Exercise objective.
Please read the passage on Dawn's instruments and explain, in one to three sentences, why NASA put two Framing Cameras on the spacecraft.

* Start Extract to read *

NASA has fitted Dawn with three major scientific instruments to gather as much data as possible about the dwarf-planet and these include the Framing Camera, the Gamma Ray and Neutron Detector and the Visible and Infrared Mapping Spectrometer. NASA has also said that using the equipment onboard the spacecraft and ground based systems, it will be carrying out experiment to measure gravity on Ceres.

First up, the Framing Camera will be capturing detailed optical images of Ceres. These images will be used not only for scientific purpose but will aid in navigation of the craft as well. To ensure redundancy, NASA has fitted Dawn with two identical and physically separate cameras each with its own optics, electronics and structure.

Each of these Framing Camera is equipped with an f/7.9 refractive optical system with a focal length of 150mm and can use 7 color filters to help study minerals on Ceres’ surface. Designed by The Max Planck Institute for Solar System Research, Germany, the camera can register near-infrared energy on top of the visible light humans see. The Max Planck Institute worked in collaboration with Institute for Planetary Research of the German Aerospace Center and the Institute for Computer and Communication Network Engineering of the Technical University of Braunschweig.

The Gamma Ray and Neutron Detector will measure elemental composition of Ceres. Developed by Los Alamos National Laboratory, Los Alamos, N.M., this particular scientific instrument uses 21 sensors with a very wide field of view to measure the energy from gamma rays and neutrons that either bounce off or are emitted by a celestial body.

* End Extract to read *
* Start Dataset *

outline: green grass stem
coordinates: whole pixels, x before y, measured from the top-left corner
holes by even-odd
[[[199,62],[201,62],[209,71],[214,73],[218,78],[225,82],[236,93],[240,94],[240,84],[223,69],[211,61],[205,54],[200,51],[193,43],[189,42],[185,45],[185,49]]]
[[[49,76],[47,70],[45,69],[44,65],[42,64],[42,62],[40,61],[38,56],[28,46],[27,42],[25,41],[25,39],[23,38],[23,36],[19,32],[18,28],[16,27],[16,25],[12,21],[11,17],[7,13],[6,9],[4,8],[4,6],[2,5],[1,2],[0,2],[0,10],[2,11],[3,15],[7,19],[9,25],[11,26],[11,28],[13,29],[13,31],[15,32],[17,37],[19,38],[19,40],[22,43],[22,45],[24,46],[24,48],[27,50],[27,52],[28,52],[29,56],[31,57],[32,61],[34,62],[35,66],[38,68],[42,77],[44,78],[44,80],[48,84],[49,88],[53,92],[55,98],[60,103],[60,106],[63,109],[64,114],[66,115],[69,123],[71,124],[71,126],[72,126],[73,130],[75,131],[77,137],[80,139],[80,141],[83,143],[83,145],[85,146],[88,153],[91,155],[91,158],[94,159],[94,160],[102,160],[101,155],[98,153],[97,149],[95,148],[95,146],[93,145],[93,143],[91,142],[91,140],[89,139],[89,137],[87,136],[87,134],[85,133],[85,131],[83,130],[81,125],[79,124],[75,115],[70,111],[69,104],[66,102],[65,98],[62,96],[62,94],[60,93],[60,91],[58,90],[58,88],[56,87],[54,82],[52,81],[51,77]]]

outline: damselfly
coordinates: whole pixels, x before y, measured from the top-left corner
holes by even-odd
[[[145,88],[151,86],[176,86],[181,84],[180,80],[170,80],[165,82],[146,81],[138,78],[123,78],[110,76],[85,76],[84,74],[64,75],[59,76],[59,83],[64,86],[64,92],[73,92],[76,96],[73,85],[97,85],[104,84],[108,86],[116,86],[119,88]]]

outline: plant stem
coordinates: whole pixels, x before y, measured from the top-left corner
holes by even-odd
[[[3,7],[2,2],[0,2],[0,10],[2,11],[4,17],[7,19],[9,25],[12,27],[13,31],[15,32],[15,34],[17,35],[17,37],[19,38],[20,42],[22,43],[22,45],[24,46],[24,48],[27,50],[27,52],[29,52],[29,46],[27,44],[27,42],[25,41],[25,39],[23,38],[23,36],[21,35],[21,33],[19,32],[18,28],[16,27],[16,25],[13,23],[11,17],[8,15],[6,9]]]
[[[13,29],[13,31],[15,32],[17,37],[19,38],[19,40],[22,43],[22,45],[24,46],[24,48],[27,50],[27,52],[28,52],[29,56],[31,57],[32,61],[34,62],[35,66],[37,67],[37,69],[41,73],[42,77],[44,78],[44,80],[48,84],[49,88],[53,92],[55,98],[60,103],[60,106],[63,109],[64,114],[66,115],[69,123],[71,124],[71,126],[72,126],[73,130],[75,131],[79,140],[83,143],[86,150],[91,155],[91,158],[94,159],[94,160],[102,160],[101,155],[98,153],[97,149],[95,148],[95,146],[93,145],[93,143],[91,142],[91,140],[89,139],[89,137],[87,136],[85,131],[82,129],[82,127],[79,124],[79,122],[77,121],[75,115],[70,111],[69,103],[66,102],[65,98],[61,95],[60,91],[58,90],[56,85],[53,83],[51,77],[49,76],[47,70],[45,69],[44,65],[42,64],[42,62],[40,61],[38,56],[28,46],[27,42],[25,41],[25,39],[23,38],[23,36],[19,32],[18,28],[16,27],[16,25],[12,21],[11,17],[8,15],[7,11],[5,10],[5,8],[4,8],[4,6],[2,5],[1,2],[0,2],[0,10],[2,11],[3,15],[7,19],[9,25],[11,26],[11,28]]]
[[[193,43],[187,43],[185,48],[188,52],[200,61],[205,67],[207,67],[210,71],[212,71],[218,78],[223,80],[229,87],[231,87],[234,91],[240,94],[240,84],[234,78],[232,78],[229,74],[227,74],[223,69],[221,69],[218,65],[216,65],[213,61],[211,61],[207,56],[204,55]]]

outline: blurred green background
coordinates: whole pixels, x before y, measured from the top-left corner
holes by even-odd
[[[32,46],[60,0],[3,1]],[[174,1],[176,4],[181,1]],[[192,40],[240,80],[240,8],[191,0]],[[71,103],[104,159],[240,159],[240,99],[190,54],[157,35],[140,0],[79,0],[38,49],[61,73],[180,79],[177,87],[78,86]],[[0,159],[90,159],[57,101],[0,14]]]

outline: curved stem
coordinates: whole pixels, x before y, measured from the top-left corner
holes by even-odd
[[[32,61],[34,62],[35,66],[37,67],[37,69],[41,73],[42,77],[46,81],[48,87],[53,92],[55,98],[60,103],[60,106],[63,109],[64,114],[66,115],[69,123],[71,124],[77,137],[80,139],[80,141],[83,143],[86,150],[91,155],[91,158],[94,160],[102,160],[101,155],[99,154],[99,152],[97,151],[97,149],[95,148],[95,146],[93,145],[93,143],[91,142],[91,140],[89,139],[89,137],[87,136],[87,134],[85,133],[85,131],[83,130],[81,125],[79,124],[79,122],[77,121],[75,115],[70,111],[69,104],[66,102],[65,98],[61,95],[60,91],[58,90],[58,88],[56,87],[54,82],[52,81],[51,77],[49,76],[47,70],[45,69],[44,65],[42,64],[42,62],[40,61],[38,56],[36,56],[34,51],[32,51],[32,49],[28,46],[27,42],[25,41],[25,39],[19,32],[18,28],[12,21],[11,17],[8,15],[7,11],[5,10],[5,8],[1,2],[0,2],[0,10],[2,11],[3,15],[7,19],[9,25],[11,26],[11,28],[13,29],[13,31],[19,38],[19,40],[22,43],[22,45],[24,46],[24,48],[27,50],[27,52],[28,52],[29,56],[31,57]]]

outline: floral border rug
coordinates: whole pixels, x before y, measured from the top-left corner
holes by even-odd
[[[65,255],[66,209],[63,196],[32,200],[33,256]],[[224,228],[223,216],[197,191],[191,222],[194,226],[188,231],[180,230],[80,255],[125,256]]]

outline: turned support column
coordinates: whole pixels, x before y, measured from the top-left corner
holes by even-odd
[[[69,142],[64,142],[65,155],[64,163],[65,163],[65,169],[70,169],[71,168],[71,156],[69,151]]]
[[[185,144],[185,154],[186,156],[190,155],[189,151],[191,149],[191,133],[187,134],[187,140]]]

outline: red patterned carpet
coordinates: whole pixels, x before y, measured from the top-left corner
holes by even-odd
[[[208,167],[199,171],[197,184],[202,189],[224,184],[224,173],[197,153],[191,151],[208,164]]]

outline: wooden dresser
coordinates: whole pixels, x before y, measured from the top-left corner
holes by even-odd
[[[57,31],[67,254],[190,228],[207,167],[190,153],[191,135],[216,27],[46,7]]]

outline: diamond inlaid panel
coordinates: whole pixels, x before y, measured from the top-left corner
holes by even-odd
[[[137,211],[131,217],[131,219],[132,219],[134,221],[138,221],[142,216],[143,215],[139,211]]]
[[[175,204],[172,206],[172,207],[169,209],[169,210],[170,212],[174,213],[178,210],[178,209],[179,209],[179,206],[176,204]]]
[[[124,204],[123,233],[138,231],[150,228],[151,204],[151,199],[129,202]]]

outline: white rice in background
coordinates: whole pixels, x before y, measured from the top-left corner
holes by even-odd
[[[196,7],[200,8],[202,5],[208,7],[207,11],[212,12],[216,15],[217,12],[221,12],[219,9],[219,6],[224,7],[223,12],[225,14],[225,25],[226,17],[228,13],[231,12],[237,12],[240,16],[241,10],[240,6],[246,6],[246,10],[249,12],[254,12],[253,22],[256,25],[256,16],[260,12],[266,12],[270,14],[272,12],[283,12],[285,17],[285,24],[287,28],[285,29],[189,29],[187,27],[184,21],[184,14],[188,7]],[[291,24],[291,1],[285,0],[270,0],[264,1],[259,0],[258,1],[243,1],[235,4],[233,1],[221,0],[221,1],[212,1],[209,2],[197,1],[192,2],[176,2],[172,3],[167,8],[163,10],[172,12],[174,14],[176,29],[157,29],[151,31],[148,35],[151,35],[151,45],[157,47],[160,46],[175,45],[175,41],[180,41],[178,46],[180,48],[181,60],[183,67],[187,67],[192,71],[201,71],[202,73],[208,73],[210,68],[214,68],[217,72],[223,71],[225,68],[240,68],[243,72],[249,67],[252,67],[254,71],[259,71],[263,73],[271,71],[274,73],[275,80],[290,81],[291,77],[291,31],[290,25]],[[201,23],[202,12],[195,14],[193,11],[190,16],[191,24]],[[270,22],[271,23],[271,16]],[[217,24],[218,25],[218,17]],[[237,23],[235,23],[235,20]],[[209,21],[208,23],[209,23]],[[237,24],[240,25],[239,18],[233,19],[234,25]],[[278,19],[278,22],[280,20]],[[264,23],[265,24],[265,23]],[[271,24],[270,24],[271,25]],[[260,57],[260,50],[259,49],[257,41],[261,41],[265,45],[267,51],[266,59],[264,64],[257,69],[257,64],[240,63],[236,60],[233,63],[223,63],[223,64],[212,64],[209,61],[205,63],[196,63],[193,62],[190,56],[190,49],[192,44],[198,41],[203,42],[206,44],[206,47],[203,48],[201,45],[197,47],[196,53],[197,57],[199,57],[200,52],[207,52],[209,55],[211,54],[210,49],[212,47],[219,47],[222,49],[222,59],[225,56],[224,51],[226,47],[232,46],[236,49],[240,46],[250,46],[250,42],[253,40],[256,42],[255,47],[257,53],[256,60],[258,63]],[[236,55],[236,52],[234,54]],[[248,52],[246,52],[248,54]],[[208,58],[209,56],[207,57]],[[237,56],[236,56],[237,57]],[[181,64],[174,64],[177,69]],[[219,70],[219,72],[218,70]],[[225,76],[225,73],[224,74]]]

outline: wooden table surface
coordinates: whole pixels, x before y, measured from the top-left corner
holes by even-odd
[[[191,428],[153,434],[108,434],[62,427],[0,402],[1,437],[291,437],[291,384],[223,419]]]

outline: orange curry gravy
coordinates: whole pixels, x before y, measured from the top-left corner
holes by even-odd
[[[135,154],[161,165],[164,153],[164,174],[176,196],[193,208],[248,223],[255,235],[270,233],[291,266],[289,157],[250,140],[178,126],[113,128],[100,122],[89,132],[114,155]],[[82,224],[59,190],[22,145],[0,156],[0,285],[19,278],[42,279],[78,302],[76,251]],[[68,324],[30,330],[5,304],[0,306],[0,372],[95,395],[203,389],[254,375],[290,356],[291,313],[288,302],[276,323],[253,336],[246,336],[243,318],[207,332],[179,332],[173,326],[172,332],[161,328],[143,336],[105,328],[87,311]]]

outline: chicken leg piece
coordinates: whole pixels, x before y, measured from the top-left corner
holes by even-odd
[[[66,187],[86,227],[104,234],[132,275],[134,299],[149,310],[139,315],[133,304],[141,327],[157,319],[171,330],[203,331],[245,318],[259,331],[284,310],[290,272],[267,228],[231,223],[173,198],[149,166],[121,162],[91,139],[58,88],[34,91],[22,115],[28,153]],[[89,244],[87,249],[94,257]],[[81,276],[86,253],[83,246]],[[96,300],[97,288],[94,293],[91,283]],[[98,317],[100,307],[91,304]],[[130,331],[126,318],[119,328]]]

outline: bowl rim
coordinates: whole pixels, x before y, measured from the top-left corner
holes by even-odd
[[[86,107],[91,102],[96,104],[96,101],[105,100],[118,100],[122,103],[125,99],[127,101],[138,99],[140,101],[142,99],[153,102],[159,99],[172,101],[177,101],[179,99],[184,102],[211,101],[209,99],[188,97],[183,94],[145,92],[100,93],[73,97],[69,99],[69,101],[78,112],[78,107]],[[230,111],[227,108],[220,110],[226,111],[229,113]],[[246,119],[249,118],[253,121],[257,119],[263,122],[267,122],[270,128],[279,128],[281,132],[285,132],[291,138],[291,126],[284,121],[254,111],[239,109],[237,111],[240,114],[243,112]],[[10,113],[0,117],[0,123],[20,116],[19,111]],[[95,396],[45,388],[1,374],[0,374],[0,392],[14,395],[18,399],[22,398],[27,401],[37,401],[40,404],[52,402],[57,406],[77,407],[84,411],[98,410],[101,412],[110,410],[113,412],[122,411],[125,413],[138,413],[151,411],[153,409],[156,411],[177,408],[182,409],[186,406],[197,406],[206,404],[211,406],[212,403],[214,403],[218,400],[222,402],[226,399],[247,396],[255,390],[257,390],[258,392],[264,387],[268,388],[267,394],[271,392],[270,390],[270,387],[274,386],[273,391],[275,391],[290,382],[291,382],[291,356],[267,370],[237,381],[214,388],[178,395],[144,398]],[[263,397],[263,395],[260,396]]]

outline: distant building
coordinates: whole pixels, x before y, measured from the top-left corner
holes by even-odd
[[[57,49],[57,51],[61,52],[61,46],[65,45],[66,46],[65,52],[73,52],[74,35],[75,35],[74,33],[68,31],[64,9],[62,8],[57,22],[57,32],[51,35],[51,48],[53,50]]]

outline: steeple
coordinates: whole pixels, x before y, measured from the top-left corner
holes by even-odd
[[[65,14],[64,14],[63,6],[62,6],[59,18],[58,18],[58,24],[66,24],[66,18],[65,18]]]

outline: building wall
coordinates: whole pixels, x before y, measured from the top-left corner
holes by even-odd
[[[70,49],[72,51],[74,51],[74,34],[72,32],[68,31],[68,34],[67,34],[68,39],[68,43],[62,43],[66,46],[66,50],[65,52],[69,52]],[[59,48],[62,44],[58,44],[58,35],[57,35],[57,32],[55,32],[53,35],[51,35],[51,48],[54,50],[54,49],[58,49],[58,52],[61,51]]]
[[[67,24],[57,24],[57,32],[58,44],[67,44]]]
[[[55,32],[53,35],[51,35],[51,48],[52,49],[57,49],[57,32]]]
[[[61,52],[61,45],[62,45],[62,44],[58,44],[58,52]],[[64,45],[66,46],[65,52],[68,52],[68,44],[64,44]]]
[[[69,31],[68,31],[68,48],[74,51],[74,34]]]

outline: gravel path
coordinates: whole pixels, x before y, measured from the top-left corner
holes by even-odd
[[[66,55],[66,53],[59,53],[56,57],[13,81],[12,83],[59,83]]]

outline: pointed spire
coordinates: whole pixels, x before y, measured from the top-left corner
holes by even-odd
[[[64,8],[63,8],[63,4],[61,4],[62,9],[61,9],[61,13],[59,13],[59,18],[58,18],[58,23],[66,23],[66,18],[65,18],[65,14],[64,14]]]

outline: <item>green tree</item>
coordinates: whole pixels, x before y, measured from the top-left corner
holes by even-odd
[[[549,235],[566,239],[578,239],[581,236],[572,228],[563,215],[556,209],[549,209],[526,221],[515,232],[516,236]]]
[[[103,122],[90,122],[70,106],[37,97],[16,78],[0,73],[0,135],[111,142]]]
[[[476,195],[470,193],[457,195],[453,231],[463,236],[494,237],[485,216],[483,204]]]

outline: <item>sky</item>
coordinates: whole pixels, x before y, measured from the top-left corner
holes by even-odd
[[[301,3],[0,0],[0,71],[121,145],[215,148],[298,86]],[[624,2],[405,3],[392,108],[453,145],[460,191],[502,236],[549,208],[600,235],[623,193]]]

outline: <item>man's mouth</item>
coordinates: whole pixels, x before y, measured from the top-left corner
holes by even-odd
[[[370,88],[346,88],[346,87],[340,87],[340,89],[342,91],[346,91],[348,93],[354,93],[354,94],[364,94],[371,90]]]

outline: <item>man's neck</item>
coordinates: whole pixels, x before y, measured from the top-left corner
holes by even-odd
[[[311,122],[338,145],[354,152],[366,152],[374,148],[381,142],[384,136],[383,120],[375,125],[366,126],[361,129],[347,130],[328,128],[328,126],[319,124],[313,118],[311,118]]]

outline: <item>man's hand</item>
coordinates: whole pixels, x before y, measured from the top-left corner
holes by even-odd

* End Dataset *

Answer for the task.
NASA fitted Dawn with two identical, physically separate Framing Cameras to ensure redundancy. Each camera has its own optics, electronics and structure.